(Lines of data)
+++++

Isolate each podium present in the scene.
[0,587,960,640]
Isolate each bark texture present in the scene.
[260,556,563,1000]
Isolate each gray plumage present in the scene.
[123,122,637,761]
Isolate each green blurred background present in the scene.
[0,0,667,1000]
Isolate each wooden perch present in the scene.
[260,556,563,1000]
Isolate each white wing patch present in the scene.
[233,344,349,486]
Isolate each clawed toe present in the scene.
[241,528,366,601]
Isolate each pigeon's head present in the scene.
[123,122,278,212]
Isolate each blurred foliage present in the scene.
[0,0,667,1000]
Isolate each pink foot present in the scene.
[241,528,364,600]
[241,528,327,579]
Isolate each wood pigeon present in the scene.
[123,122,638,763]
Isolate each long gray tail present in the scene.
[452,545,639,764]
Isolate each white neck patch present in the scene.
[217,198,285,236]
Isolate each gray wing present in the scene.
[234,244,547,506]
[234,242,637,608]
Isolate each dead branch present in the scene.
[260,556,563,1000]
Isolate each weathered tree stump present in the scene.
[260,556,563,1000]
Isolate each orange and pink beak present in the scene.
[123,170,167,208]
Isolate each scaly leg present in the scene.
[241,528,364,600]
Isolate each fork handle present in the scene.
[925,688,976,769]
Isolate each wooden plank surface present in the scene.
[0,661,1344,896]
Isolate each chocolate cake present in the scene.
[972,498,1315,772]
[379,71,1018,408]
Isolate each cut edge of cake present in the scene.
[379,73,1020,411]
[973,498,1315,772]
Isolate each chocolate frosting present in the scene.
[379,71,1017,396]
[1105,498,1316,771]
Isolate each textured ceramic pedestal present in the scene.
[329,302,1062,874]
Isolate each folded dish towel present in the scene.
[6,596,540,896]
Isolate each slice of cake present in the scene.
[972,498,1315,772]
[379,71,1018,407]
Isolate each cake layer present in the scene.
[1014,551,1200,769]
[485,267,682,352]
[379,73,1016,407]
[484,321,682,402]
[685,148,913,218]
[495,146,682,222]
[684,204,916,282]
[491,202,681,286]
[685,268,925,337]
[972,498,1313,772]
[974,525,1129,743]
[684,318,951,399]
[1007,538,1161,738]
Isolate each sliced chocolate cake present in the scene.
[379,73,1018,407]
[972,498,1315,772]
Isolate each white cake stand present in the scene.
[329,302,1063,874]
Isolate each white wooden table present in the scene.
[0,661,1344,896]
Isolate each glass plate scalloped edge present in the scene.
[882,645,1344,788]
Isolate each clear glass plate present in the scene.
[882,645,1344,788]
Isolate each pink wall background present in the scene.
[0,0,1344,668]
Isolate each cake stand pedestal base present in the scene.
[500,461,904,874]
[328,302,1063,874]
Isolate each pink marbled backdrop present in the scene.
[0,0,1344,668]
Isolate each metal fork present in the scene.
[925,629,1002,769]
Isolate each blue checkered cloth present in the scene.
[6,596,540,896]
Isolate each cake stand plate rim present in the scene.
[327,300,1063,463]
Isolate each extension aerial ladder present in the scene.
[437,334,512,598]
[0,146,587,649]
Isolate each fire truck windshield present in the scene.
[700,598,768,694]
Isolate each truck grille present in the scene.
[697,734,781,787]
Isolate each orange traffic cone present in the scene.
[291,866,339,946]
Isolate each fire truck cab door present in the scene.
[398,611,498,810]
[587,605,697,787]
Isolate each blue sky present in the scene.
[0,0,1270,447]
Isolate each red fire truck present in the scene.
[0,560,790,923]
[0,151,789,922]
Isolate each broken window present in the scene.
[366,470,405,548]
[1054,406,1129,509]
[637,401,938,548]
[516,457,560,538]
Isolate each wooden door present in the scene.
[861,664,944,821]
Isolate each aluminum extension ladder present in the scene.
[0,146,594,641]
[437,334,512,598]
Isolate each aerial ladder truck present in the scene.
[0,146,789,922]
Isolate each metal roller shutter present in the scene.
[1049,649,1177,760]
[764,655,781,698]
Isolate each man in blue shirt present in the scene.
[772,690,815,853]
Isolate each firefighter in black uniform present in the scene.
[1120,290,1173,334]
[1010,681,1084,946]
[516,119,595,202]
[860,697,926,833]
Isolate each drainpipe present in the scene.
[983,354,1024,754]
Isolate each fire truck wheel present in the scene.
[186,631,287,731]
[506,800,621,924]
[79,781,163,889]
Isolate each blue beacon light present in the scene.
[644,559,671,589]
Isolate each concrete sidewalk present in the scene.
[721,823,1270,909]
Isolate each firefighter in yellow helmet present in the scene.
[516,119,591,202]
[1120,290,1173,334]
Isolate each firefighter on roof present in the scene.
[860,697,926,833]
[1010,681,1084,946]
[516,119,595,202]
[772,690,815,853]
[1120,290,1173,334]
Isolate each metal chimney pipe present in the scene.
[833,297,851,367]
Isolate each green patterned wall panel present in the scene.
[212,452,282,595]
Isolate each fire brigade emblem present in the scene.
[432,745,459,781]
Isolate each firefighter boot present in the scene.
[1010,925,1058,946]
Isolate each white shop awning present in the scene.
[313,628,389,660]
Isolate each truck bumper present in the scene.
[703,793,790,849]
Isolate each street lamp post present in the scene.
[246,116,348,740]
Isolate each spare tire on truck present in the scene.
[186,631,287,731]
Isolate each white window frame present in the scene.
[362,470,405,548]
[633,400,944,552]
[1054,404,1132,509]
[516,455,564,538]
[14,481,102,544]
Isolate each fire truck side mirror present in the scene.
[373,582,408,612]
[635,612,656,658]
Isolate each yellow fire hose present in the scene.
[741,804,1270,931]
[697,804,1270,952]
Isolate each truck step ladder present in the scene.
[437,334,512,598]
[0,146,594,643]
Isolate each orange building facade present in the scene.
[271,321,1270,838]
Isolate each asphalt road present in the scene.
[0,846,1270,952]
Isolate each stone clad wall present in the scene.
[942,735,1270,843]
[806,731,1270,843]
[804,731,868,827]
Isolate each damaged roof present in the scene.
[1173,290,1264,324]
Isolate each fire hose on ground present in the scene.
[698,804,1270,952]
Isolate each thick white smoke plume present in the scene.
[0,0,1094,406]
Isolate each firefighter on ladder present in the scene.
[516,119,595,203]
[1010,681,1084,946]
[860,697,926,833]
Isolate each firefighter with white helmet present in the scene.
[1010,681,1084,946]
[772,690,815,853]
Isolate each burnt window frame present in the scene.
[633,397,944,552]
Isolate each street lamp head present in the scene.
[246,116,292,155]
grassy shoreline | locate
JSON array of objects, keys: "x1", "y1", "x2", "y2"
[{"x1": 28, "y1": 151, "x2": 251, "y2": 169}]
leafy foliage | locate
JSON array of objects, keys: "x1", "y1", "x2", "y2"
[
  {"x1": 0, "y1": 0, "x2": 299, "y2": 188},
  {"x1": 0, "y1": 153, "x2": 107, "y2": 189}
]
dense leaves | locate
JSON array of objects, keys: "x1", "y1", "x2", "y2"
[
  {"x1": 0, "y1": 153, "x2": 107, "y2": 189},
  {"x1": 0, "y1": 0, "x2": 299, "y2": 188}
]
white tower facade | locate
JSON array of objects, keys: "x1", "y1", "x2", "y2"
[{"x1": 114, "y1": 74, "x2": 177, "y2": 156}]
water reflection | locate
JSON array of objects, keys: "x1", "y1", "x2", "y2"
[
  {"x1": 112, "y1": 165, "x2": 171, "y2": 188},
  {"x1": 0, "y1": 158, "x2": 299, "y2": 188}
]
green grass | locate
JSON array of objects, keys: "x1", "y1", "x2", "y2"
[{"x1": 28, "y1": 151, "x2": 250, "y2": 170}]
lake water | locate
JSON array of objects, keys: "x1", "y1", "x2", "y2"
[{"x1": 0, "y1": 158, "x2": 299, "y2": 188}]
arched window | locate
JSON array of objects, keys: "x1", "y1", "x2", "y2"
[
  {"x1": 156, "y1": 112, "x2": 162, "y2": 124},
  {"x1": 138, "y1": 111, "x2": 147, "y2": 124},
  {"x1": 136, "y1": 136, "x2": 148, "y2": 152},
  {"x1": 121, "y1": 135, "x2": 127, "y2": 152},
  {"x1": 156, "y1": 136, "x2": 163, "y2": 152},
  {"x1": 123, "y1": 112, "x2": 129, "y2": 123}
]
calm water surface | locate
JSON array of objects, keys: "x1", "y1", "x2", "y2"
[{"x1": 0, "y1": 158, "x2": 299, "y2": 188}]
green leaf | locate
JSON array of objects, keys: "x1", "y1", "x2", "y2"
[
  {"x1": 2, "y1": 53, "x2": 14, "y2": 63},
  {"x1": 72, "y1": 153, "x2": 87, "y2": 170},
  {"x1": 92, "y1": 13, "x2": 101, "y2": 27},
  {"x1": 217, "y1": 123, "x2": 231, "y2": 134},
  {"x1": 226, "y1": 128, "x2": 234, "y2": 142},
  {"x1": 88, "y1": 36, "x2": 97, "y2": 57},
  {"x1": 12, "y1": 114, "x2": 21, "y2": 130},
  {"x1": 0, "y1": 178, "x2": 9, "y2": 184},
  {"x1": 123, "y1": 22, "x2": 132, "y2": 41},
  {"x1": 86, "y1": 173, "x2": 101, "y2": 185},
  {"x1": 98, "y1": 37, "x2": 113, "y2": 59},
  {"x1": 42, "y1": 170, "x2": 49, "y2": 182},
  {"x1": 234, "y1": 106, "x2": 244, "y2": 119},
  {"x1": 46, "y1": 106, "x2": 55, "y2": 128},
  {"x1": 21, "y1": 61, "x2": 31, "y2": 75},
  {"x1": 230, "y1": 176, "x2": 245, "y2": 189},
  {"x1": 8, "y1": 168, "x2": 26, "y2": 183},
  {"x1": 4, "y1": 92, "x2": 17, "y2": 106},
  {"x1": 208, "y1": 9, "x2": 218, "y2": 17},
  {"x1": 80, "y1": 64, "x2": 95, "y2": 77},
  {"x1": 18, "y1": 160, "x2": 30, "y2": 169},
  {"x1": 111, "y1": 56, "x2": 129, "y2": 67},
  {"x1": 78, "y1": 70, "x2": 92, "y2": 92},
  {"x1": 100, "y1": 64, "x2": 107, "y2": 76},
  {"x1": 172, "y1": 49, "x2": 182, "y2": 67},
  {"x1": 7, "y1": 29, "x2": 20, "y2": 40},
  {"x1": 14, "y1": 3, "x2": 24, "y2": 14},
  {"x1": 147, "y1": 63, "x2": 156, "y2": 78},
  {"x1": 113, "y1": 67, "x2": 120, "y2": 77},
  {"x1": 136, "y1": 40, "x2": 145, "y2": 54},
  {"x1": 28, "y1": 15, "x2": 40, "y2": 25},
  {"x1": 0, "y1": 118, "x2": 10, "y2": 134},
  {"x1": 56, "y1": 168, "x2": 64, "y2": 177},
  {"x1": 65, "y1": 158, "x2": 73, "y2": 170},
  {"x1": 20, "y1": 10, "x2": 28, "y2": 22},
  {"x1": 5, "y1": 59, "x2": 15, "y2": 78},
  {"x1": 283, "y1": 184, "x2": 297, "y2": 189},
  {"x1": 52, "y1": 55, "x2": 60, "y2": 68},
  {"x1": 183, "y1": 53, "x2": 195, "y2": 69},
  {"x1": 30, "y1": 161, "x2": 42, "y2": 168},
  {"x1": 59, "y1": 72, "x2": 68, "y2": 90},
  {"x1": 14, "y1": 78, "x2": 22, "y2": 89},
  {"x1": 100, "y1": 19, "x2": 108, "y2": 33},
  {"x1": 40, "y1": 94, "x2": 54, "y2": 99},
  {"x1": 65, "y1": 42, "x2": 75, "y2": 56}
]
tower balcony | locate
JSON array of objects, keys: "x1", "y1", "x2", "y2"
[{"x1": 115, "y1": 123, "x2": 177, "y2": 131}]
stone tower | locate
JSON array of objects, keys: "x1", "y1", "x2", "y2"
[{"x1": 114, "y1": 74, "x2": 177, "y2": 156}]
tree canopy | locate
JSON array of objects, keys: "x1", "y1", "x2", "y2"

+++++

*WHAT YOU WILL DO*:
Copy the lines above word for word, beginning with the line that contains "Isolate each folded" and continuing through the line that contains "[329,302,1063,874]", with both of those lines included.

*FULL ANSWER*:
Isolate each folded dish towel present in the scene.
[6,596,540,896]
Isolate each slice of cake present in the scene.
[972,498,1315,772]
[379,71,1018,407]
Isolate each cake layer present in the scene.
[1014,551,1200,769]
[485,267,682,352]
[379,73,1016,407]
[484,321,682,402]
[685,148,913,218]
[495,146,682,222]
[684,204,916,282]
[491,202,681,286]
[685,268,925,337]
[972,498,1313,772]
[974,525,1129,743]
[684,318,951,399]
[1007,538,1161,738]
Isolate each sliced chocolate cake present in the scene.
[379,73,1018,407]
[972,498,1315,772]
Isolate each white cake stand present in the scene.
[329,302,1063,874]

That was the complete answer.